> _The problem_
Find each line in the rows below that contains the string "hand", and copy those lines out. Case matters when matching.

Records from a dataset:

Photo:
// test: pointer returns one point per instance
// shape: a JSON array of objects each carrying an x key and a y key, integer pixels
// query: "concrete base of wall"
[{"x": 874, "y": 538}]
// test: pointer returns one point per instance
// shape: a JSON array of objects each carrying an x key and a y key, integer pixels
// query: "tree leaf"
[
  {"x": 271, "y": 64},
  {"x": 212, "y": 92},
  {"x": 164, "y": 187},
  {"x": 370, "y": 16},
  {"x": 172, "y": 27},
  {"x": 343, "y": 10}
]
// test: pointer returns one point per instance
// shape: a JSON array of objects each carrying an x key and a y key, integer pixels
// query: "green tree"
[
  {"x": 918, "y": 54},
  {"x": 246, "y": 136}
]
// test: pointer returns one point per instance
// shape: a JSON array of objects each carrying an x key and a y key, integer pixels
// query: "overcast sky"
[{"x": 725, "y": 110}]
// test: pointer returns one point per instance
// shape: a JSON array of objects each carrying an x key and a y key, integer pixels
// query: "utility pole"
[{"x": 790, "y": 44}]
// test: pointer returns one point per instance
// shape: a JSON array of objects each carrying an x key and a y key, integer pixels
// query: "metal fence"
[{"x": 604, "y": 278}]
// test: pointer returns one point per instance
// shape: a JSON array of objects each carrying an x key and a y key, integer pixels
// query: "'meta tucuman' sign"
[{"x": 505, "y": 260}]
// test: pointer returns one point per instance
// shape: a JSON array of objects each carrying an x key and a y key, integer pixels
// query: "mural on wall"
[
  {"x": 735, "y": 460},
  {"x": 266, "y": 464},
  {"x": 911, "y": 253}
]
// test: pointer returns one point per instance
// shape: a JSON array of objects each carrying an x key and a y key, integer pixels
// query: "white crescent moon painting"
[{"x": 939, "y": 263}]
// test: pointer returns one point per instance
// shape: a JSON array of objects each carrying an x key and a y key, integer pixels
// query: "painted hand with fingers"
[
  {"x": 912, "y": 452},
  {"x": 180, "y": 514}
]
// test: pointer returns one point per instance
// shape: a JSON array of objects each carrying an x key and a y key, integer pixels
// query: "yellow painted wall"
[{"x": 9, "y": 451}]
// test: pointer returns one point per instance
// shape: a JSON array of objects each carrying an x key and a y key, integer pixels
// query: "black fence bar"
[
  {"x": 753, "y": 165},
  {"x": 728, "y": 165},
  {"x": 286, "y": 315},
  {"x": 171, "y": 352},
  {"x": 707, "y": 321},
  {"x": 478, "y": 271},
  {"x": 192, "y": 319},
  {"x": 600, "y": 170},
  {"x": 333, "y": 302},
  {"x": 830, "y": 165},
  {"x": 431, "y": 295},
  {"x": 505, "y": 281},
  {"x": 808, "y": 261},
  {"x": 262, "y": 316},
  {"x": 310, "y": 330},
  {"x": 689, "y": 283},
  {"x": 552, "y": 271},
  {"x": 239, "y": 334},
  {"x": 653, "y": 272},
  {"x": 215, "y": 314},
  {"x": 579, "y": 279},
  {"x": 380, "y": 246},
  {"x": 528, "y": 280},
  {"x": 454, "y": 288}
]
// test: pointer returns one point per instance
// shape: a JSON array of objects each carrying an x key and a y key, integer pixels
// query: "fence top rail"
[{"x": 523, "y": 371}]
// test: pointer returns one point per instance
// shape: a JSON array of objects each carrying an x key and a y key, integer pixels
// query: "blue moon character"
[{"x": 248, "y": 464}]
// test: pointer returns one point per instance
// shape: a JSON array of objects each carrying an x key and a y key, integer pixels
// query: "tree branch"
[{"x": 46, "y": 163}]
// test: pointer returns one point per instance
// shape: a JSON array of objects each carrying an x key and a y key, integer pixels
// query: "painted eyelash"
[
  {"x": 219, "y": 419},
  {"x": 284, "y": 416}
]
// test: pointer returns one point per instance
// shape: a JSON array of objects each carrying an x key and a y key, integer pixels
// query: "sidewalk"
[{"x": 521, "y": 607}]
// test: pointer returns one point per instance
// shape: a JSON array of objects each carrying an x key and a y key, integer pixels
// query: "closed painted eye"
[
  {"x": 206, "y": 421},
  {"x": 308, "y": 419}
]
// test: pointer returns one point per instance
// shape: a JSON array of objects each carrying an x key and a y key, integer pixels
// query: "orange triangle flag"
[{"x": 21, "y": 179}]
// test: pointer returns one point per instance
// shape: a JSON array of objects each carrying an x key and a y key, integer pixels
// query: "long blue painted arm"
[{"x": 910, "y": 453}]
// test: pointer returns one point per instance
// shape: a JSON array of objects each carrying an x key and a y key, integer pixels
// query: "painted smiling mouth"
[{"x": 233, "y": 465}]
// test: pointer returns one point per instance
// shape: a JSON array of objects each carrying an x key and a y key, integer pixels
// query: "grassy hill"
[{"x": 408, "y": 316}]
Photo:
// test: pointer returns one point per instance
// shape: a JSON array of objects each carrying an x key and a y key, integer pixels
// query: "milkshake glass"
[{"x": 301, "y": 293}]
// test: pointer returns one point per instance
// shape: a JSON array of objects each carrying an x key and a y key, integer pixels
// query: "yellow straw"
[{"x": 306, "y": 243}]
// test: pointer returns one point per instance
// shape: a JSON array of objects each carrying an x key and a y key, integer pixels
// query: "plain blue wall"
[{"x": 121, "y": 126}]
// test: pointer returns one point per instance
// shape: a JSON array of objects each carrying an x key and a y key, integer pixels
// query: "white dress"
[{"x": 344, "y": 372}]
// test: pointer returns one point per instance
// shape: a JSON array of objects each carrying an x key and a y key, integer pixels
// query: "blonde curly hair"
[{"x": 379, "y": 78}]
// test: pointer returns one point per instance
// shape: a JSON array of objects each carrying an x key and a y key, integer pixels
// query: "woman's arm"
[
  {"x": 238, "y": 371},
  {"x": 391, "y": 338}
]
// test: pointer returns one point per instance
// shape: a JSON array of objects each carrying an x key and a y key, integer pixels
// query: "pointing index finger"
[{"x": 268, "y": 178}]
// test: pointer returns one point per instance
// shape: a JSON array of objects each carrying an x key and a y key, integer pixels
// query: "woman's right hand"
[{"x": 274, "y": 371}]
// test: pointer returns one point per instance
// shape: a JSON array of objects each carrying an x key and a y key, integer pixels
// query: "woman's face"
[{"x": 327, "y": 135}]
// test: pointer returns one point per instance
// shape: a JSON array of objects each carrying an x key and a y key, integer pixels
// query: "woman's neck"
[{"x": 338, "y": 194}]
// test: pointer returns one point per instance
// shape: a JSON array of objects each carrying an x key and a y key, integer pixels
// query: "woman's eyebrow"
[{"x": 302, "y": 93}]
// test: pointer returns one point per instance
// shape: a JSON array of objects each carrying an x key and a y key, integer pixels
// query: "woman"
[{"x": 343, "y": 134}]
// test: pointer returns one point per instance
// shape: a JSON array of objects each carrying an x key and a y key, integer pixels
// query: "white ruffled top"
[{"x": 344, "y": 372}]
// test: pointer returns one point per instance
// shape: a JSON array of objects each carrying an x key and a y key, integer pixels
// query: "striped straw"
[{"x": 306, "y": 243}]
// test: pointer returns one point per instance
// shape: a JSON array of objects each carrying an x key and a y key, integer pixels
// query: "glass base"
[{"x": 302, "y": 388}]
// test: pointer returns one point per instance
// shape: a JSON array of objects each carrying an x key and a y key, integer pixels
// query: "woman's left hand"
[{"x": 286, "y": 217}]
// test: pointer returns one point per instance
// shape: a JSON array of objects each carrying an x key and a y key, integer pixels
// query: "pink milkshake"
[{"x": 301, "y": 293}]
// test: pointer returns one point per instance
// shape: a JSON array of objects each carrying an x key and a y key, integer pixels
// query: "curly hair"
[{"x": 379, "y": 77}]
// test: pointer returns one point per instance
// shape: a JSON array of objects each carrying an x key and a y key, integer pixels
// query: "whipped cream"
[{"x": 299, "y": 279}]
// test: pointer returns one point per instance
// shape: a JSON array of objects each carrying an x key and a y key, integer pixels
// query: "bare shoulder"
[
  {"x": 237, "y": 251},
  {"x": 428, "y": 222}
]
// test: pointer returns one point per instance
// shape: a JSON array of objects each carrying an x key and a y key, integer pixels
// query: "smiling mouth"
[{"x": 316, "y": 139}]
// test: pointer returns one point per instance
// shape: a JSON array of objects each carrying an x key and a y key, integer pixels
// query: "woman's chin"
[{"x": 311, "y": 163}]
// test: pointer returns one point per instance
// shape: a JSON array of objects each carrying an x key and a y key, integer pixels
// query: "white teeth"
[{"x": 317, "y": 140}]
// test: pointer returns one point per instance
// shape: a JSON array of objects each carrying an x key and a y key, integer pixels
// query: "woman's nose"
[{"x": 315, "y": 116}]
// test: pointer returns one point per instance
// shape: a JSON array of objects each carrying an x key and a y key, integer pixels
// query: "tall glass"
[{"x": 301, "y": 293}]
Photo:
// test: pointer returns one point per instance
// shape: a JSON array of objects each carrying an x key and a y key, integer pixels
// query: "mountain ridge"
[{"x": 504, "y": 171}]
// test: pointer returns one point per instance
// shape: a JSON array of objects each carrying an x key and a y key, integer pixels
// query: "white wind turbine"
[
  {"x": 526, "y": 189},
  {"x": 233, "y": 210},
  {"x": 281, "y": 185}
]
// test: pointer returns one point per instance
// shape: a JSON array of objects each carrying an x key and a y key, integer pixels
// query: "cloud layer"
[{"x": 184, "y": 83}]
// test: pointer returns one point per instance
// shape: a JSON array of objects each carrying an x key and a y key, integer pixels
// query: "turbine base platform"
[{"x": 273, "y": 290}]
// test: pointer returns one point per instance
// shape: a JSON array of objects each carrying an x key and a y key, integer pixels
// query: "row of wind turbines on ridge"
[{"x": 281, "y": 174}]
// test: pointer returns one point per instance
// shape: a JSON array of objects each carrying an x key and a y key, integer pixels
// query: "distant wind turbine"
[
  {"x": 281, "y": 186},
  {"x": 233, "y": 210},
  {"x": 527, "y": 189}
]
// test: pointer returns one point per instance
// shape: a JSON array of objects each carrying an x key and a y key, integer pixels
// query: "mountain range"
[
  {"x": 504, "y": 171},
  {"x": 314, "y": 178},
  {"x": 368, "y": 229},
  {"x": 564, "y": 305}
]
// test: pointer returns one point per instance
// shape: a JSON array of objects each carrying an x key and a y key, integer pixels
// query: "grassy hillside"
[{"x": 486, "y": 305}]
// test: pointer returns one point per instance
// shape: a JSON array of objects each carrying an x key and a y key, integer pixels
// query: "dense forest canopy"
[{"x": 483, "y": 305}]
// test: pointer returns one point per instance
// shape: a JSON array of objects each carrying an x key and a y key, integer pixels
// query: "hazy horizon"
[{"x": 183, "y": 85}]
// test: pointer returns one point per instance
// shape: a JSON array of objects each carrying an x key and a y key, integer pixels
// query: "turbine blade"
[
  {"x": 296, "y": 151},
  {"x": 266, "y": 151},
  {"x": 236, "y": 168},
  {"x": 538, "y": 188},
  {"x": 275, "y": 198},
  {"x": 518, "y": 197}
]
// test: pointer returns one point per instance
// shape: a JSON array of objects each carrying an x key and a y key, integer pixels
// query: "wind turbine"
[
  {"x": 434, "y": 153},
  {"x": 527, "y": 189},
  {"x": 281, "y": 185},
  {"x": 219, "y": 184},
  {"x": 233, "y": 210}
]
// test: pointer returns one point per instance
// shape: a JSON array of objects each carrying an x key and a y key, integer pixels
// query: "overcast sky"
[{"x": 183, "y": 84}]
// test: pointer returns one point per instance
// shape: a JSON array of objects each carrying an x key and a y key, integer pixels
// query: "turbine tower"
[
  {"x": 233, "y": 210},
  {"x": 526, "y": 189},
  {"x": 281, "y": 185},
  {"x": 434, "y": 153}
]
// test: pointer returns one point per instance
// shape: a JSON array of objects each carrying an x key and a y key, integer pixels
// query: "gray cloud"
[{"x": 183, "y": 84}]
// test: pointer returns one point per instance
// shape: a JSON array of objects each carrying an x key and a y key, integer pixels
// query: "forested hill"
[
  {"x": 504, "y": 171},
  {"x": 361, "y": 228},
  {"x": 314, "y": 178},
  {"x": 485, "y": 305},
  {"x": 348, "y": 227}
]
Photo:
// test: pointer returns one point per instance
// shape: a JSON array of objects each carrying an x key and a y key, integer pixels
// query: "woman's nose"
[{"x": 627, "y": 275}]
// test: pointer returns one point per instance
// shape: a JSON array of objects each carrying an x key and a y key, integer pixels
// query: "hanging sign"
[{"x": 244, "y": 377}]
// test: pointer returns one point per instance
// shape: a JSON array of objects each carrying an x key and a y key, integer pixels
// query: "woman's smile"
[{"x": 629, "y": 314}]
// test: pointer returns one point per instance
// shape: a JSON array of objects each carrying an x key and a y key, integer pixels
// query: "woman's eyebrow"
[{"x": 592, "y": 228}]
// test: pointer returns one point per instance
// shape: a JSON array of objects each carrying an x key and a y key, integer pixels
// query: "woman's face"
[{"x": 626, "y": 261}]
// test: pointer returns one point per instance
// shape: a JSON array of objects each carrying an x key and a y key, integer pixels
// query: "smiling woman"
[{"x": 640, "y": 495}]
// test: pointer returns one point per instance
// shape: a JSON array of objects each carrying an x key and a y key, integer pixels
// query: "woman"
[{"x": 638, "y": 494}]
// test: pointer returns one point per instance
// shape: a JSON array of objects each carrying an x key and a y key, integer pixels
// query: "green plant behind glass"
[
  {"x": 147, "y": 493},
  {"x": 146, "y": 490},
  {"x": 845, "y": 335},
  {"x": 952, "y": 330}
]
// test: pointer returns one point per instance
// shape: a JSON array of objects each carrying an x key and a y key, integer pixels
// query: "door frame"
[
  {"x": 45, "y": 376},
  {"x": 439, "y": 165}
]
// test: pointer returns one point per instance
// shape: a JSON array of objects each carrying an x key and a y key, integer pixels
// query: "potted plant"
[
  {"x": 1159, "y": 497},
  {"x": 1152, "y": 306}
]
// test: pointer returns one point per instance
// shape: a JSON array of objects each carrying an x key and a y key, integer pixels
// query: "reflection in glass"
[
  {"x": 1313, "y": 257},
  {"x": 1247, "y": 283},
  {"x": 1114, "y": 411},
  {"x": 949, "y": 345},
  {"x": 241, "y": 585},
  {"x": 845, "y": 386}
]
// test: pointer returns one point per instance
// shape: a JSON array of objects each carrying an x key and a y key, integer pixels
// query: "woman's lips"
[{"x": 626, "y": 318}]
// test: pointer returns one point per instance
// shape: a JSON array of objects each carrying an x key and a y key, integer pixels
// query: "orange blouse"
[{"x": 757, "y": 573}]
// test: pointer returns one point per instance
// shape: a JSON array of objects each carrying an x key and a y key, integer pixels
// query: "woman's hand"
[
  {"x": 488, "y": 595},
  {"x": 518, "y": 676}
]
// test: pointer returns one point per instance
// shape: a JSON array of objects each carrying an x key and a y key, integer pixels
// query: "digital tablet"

> _Solution for this task_
// query: "painted hand with fingers"
// query: "woman's right hand"
// query: "woman's left hand"
// query: "woman's hand"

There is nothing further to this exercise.